▸ Tasks to carry out
1 > Copy the concert review from the words "A Journey of" through "and emotional exploration.", switching "intimate" to "cozy".
2 > Carry on the concert review from the point where it stops.

─── Source extract ───

A Journey of Transformation: Kev Wright and The Snake Oil Company
The magic of the artist is often transformational. He takes the ordinary and alchemizes it into something transcendent. On Friday, January 20, singer/songwriter Kev Wright, and his new band The Journey Road Grit and Gravel Snake Oil Company, gathered the substance of their setting – The Chicago St. Pub in Joliet, Illinois – and used it to create an intimate cathedral of musical and emotional exploration.
Wright wrote the songs on his debut solo record, Journey Road, over his diverse traverses through a long life, full of triumph and tragedy, pleasure and pain. With the initial inspiration of his grandfather’s guidance and wisdom, he invented songs of tribute – “Twenty Pound Hammer,” about his grandfather’s tough years working on the railroad, the title track, about the sustainable insight he gained from his grandfather’s gentle and love-animated instruction. The rest of the songs showcase Wright as storyteller – amplifying the tales of prisoners writing home, songwriters in search of fame, Irish widowers, and many others, with an effectual and evocative vocal delivery. Wright sings with the steadiness and power of a veteran who has honed his natural instrument over years of performing in rock, blues, and folk bands, but at once maintains the poignancy and hospitality of a quiet conversation.

─── Listed entries ───

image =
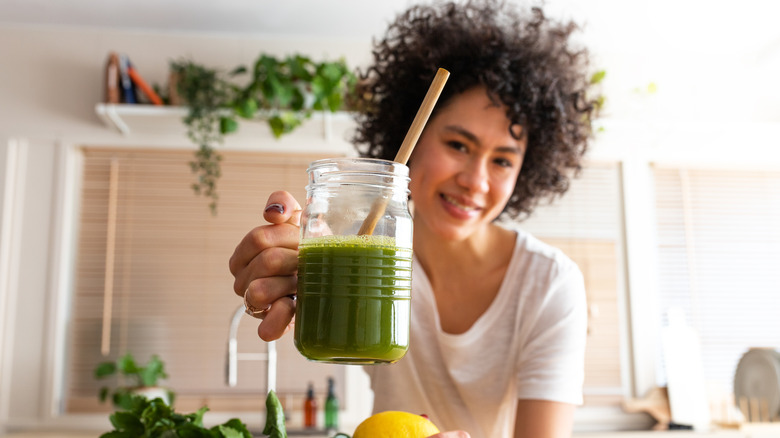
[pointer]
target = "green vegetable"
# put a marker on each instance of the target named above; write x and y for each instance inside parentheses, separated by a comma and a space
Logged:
(274, 417)
(155, 419)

───

▸ Answer list
1 >
A Journey of Transformation: Kev Wright and The Snake Oil Company
The magic of the artist is often transformational. He takes the ordinary and alchemizes it into something transcendent. On Friday, January 20, singer/songwriter Kev Wright, and his new band The Journey Road Grit and Gravel Snake Oil Company, gathered the substance of their setting – The Chicago St. Pub in Joliet, Illinois – and used it to create an cozy cathedral of musical and emotional exploration.

2 >
Journey Road is as musically diverse, as it is lyrically varied. “Worried Mind” sounds like a rollicking outtake from Sun Studio, “Crashing From the Sky” is a wistful and melancholy, Americana ballad, and “Tremblin,’” feels like the chill to the bone blues of Son House. The songs give colorful demonstration of the full range of roots music, Wright’s talent, and music as a means to navigate variety of emotion.
After nearly a one year delay, Wright has finally assembled a band to give live airing of his inventions. Their debut performance proves that it was worth the wait.
On the bass is Tom Maslowski, a Chicagoland vet who has played with John Condron among others. His subtle notes provide an energetic uplift to Wright’s compositions, but at other times, he lays the foundation for a rhythmic resonance of sweet, but sad musical offering. Nicollete Giblin, on harmony vocals, brings tender beauty to the presentation; her voice soft, but intense in its gorgeous compliment of Wright’s dramatic lead. Their voices suit one another like silk and stone, while the emotive contrast is striking in its precision, clarity, and careful provocation of the listener’s spirit.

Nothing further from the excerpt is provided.